• _WHAT IS EXPECTED_
Each line of the material below is to be checked for "dark"; the number of matching lines is the only output expected.

_____

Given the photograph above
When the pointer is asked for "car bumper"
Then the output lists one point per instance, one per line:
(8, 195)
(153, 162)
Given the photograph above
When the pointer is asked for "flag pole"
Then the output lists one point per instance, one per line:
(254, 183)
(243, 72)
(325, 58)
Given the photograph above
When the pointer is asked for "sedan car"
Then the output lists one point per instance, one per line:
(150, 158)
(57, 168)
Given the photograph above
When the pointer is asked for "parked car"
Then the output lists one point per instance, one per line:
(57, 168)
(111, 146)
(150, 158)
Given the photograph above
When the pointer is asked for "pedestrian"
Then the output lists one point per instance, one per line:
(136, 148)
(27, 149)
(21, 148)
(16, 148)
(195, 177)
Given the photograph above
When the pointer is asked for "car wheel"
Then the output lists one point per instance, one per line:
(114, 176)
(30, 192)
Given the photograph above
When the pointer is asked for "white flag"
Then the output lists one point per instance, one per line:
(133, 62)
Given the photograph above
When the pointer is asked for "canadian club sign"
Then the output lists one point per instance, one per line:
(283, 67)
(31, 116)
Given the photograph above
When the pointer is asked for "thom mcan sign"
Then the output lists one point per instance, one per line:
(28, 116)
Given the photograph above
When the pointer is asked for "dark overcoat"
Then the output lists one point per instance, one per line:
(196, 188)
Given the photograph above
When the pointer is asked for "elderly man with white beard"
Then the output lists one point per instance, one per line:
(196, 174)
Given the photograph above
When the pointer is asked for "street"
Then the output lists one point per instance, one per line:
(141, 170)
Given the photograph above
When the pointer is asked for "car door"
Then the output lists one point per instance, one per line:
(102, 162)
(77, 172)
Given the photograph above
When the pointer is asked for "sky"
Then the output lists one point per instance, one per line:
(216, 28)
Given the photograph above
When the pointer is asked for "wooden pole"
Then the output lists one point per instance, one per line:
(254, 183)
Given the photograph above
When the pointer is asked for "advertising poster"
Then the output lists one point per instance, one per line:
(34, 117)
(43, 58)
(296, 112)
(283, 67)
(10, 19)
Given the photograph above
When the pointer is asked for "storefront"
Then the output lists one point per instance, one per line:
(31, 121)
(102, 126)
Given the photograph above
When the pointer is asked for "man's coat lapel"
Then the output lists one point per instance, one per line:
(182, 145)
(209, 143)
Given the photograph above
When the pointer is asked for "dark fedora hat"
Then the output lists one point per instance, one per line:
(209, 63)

_____

• _ANSWER TO THIS TASK_
2